**ENTRIES SHOWN**
—————

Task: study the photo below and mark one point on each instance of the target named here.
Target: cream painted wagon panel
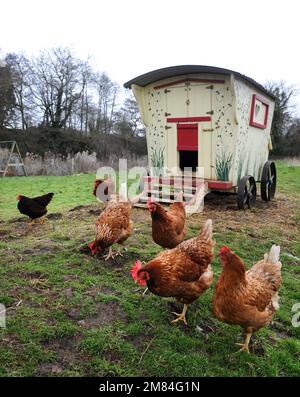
(252, 143)
(199, 100)
(176, 101)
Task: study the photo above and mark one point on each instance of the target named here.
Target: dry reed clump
(57, 164)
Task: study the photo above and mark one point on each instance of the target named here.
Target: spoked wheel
(268, 181)
(246, 195)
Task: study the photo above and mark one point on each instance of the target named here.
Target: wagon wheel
(246, 195)
(268, 181)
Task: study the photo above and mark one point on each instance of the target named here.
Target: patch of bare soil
(66, 355)
(54, 216)
(105, 314)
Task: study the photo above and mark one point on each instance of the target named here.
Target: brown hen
(183, 272)
(168, 226)
(247, 298)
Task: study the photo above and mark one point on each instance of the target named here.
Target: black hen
(34, 207)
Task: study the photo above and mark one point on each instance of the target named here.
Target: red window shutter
(187, 137)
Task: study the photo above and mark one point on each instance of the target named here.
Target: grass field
(69, 314)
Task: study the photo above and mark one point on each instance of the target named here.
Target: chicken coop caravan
(211, 120)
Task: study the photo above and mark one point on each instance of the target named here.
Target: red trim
(264, 102)
(189, 81)
(220, 185)
(187, 137)
(187, 119)
(173, 180)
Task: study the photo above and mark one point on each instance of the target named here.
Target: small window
(259, 112)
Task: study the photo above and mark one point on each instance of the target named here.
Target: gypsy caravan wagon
(211, 120)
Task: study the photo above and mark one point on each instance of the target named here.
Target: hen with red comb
(247, 298)
(168, 225)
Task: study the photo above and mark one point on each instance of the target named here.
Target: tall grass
(223, 166)
(57, 164)
(157, 161)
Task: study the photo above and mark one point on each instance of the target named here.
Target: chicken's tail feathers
(206, 232)
(274, 255)
(179, 196)
(275, 301)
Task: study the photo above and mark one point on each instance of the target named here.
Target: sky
(258, 38)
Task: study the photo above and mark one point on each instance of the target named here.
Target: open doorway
(188, 158)
(187, 145)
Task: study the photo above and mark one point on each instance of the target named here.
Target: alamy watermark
(156, 183)
(2, 316)
(296, 316)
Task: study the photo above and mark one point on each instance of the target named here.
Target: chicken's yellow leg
(245, 345)
(110, 254)
(181, 316)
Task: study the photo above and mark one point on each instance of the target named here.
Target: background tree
(7, 98)
(283, 114)
(20, 69)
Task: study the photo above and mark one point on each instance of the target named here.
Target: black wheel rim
(246, 192)
(268, 181)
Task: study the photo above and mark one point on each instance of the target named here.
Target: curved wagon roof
(172, 71)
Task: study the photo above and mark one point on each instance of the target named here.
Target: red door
(187, 137)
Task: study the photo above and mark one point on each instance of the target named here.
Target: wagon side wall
(216, 137)
(252, 142)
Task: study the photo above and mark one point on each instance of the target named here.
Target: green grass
(73, 315)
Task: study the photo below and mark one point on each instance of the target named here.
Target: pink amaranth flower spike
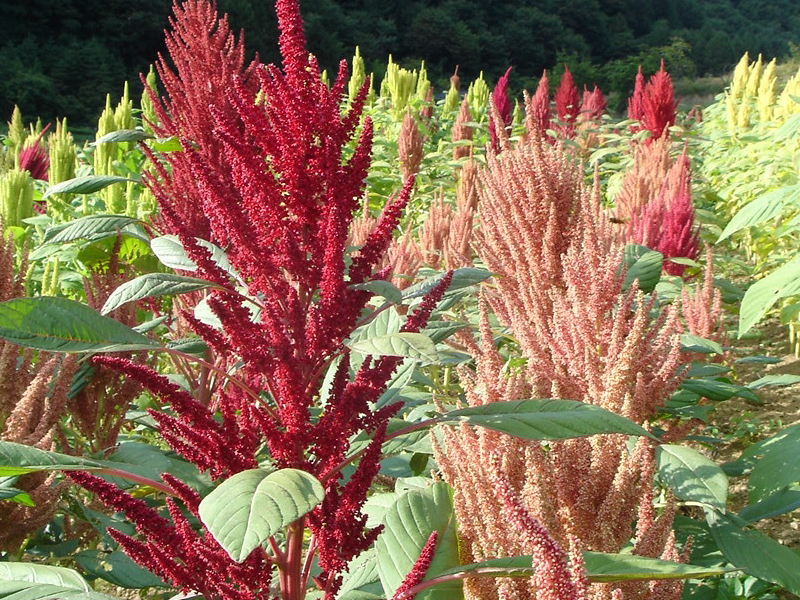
(666, 223)
(654, 104)
(636, 101)
(593, 106)
(568, 104)
(537, 108)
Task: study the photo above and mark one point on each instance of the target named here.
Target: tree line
(61, 57)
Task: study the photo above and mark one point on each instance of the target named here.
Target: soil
(779, 408)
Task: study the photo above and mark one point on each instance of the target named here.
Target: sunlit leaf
(691, 475)
(62, 325)
(545, 419)
(85, 185)
(245, 510)
(152, 285)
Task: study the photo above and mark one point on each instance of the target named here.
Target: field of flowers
(281, 334)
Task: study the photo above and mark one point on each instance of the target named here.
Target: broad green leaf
(691, 475)
(35, 573)
(763, 294)
(778, 503)
(85, 185)
(151, 285)
(382, 288)
(167, 144)
(362, 580)
(18, 459)
(22, 590)
(755, 553)
(62, 325)
(600, 567)
(545, 419)
(12, 494)
(762, 209)
(116, 568)
(172, 254)
(439, 331)
(386, 322)
(462, 278)
(779, 467)
(644, 265)
(767, 380)
(717, 389)
(603, 567)
(694, 343)
(408, 525)
(94, 227)
(124, 135)
(244, 511)
(412, 345)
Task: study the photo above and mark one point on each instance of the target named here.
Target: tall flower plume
(653, 104)
(568, 104)
(262, 175)
(559, 292)
(503, 106)
(537, 107)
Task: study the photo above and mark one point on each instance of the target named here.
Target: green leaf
(85, 185)
(167, 144)
(361, 580)
(777, 468)
(244, 511)
(691, 475)
(767, 380)
(717, 389)
(172, 254)
(462, 278)
(21, 590)
(694, 343)
(94, 227)
(762, 209)
(18, 459)
(62, 325)
(603, 567)
(412, 345)
(755, 553)
(644, 265)
(408, 525)
(116, 568)
(778, 503)
(124, 135)
(763, 294)
(151, 285)
(545, 419)
(35, 573)
(382, 288)
(600, 567)
(17, 496)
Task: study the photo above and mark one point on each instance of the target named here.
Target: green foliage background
(59, 58)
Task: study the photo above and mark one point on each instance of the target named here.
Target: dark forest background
(61, 57)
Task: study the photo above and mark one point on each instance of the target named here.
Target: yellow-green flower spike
(740, 76)
(16, 197)
(148, 112)
(452, 101)
(357, 77)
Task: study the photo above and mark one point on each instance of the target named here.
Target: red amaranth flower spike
(503, 106)
(653, 104)
(34, 158)
(568, 104)
(418, 571)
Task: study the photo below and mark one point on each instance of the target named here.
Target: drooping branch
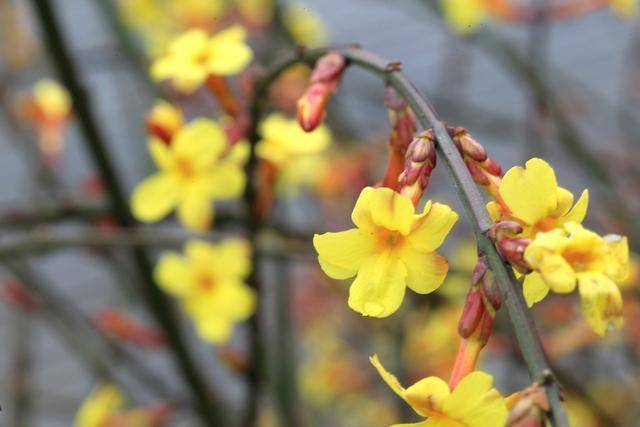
(469, 194)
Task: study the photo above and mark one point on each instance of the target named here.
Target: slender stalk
(157, 302)
(469, 194)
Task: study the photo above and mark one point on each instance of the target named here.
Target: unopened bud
(324, 81)
(164, 120)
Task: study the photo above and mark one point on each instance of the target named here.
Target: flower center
(388, 239)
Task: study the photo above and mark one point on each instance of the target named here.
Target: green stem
(470, 196)
(157, 302)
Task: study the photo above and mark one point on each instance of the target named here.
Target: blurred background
(561, 84)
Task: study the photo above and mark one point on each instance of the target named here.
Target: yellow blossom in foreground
(103, 402)
(391, 248)
(194, 171)
(51, 100)
(624, 8)
(531, 196)
(193, 56)
(464, 16)
(305, 26)
(209, 281)
(473, 402)
(572, 255)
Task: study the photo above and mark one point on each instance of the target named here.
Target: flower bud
(324, 81)
(164, 120)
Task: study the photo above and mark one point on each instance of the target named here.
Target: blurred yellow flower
(51, 100)
(472, 403)
(209, 282)
(391, 248)
(304, 25)
(531, 196)
(624, 8)
(194, 171)
(296, 153)
(102, 403)
(193, 56)
(464, 16)
(572, 255)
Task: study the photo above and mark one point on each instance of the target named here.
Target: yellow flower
(51, 100)
(103, 402)
(209, 281)
(464, 16)
(532, 197)
(624, 8)
(296, 153)
(472, 403)
(305, 26)
(193, 56)
(193, 172)
(391, 248)
(572, 255)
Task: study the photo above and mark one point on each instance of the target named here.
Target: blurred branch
(156, 301)
(469, 194)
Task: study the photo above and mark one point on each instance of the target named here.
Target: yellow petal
(342, 254)
(425, 270)
(195, 212)
(431, 227)
(428, 394)
(389, 378)
(391, 210)
(468, 394)
(160, 153)
(534, 288)
(601, 302)
(579, 210)
(379, 286)
(155, 197)
(199, 143)
(172, 275)
(530, 193)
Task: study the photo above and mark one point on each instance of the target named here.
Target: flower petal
(530, 192)
(579, 210)
(155, 197)
(431, 227)
(425, 270)
(379, 287)
(534, 288)
(342, 254)
(391, 210)
(601, 302)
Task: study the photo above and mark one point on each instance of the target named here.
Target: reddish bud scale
(324, 81)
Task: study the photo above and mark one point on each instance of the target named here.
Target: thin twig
(470, 196)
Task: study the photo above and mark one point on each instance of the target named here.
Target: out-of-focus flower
(163, 120)
(391, 248)
(304, 25)
(209, 281)
(472, 403)
(464, 16)
(531, 196)
(48, 107)
(194, 55)
(102, 403)
(295, 153)
(194, 171)
(574, 255)
(624, 8)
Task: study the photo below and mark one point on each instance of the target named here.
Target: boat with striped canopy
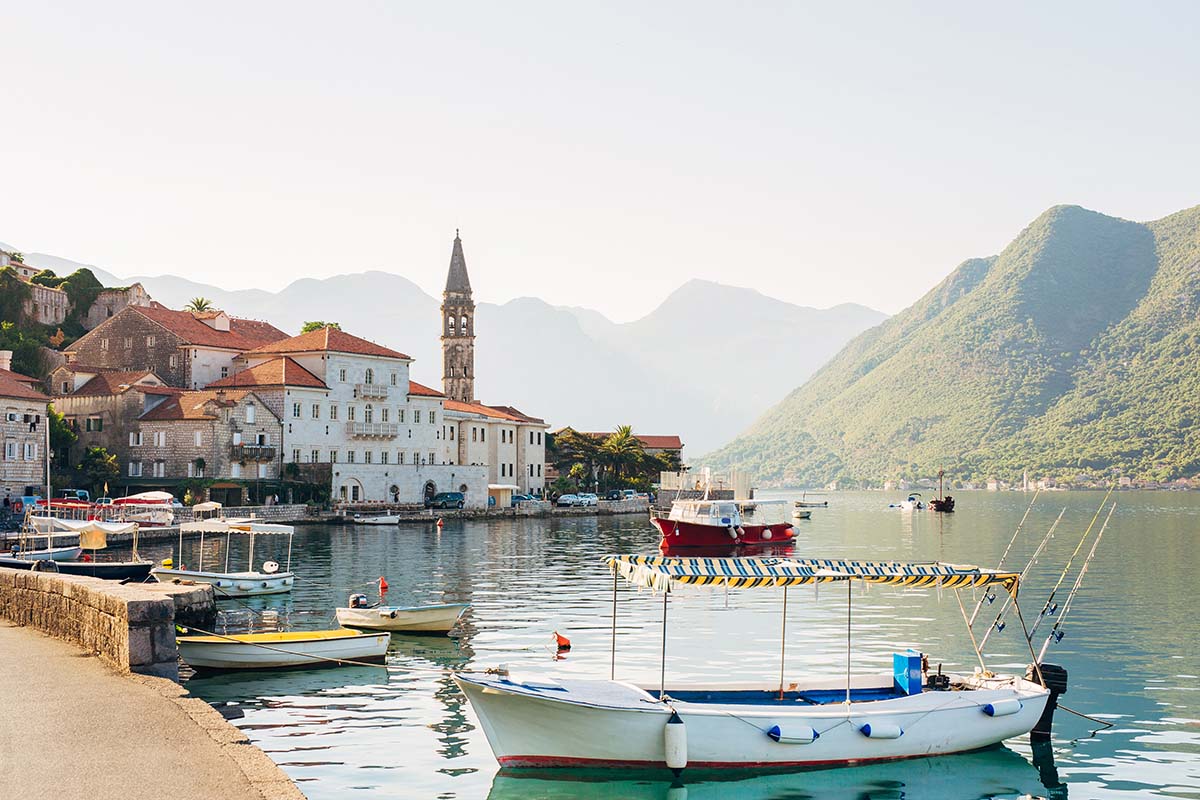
(534, 721)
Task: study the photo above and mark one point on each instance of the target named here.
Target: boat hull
(281, 650)
(677, 533)
(231, 584)
(553, 727)
(421, 619)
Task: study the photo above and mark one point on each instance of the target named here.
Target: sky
(592, 156)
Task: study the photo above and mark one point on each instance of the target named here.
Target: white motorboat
(246, 583)
(415, 619)
(533, 721)
(376, 518)
(282, 650)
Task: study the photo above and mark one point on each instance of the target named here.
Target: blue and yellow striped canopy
(659, 572)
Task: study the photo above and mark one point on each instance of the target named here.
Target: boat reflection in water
(993, 773)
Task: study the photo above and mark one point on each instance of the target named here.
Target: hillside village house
(186, 349)
(22, 431)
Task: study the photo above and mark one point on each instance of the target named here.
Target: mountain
(703, 364)
(1073, 353)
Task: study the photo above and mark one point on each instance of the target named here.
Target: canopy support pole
(850, 603)
(963, 608)
(783, 645)
(612, 667)
(663, 674)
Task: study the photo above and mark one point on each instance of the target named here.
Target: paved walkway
(71, 727)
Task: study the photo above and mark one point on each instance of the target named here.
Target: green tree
(99, 467)
(316, 325)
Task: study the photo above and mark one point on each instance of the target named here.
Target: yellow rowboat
(282, 650)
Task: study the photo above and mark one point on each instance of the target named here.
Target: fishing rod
(988, 595)
(1056, 632)
(999, 623)
(1050, 605)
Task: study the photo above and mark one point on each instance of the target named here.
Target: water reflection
(994, 773)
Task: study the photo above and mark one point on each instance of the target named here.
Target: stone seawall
(130, 626)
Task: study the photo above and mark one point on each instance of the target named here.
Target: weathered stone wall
(132, 627)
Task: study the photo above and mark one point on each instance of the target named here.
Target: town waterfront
(406, 731)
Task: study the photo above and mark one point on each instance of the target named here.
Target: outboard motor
(1056, 681)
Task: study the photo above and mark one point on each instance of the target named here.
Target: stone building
(186, 349)
(111, 301)
(22, 431)
(216, 433)
(348, 403)
(459, 330)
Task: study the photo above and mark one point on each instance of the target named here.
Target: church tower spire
(457, 330)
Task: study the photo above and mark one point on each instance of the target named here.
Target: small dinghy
(282, 650)
(415, 619)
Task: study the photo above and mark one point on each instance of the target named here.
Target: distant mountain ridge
(1071, 354)
(702, 365)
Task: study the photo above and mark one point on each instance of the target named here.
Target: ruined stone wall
(130, 626)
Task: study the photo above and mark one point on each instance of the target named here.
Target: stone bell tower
(457, 330)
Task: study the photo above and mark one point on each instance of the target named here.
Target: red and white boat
(724, 523)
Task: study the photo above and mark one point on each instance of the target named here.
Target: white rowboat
(281, 650)
(419, 619)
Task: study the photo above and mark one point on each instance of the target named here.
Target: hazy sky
(820, 152)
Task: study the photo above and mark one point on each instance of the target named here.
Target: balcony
(252, 452)
(371, 391)
(372, 429)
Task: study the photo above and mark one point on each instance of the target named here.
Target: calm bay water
(406, 732)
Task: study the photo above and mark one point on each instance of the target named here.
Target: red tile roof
(192, 405)
(648, 441)
(243, 334)
(111, 383)
(329, 340)
(276, 372)
(13, 384)
(423, 390)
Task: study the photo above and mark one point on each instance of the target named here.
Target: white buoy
(1002, 708)
(675, 740)
(881, 731)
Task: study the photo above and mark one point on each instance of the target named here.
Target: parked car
(447, 500)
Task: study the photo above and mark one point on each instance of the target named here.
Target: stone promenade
(71, 727)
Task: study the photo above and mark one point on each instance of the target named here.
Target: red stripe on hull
(690, 534)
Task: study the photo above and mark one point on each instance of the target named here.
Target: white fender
(881, 731)
(675, 739)
(1002, 708)
(795, 735)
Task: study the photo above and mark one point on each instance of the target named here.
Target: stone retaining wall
(130, 626)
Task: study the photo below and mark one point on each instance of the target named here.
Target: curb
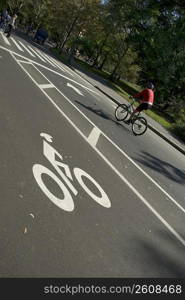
(164, 137)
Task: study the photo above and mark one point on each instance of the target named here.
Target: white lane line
(24, 62)
(5, 39)
(74, 88)
(116, 146)
(59, 65)
(16, 44)
(51, 70)
(31, 53)
(46, 86)
(94, 137)
(36, 53)
(159, 217)
(45, 57)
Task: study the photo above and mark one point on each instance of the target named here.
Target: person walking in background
(11, 25)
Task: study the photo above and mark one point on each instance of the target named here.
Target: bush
(179, 130)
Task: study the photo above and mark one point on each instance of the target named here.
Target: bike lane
(40, 239)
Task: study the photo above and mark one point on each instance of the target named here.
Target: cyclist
(11, 25)
(146, 97)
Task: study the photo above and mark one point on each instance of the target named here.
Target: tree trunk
(69, 32)
(103, 62)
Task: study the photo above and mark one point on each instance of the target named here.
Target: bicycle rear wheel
(139, 125)
(121, 112)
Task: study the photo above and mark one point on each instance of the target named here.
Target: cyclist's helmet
(150, 86)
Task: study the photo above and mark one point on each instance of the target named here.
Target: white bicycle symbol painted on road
(66, 177)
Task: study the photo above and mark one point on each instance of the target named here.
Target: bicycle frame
(131, 108)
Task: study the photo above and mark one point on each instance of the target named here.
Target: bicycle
(139, 123)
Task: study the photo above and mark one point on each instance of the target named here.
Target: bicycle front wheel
(121, 112)
(139, 126)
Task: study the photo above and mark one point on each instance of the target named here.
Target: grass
(124, 89)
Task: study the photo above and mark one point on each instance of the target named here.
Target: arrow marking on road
(74, 88)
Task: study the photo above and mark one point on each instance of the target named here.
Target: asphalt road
(80, 195)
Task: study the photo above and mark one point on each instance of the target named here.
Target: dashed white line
(36, 53)
(27, 49)
(5, 39)
(94, 137)
(162, 220)
(46, 86)
(17, 45)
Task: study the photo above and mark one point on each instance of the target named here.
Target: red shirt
(147, 96)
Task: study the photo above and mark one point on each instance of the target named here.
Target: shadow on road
(99, 112)
(165, 256)
(162, 167)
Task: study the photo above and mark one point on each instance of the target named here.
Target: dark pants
(9, 30)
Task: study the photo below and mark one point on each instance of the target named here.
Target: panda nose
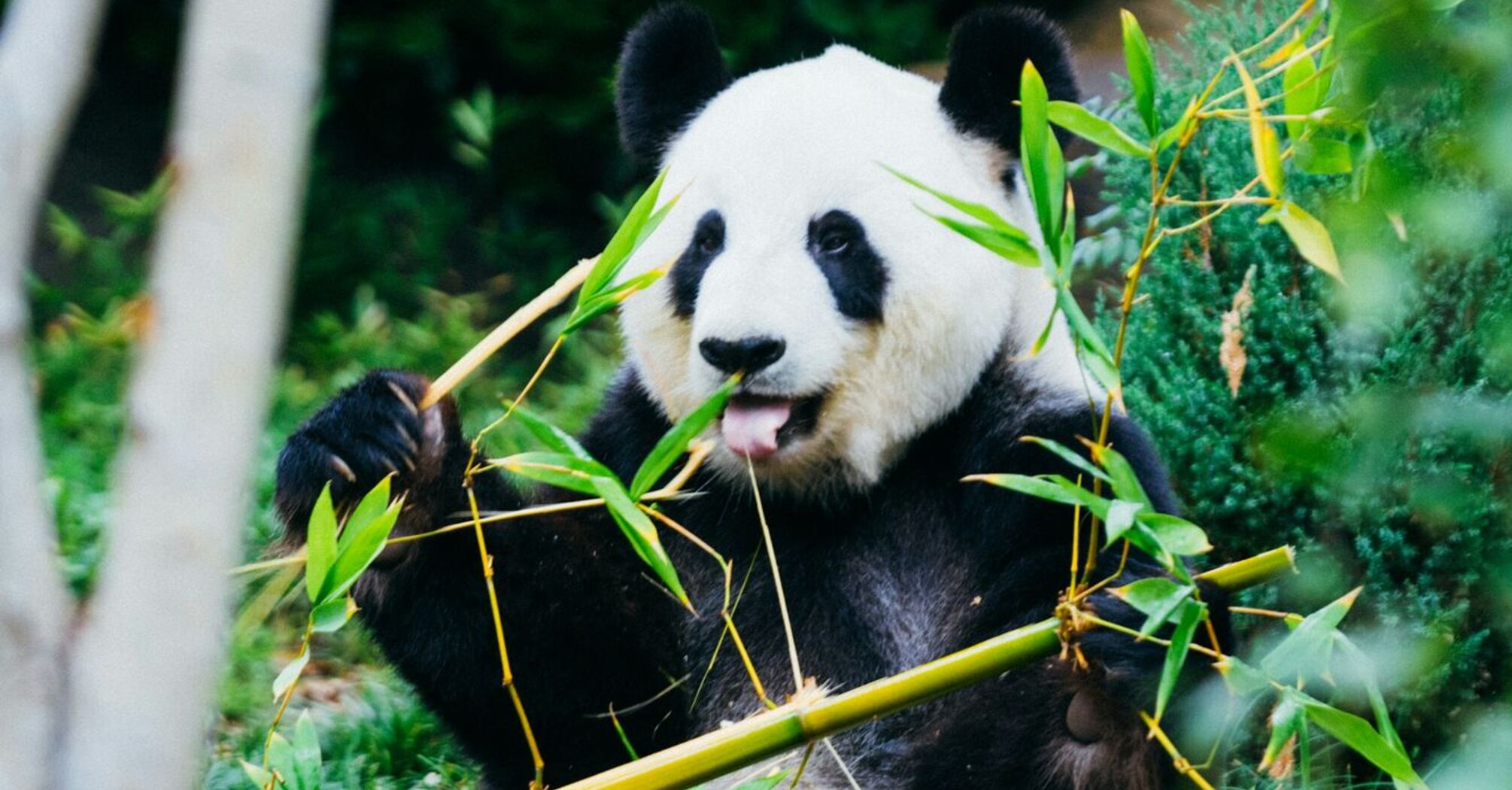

—————

**GIVEN INSTRUCTION**
List every line of the entries above that contains the string "field", treating uppercase and lowercase as different.

**ANSWER FOR THIS EXERCISE**
Target: grass field
Target: field of flowers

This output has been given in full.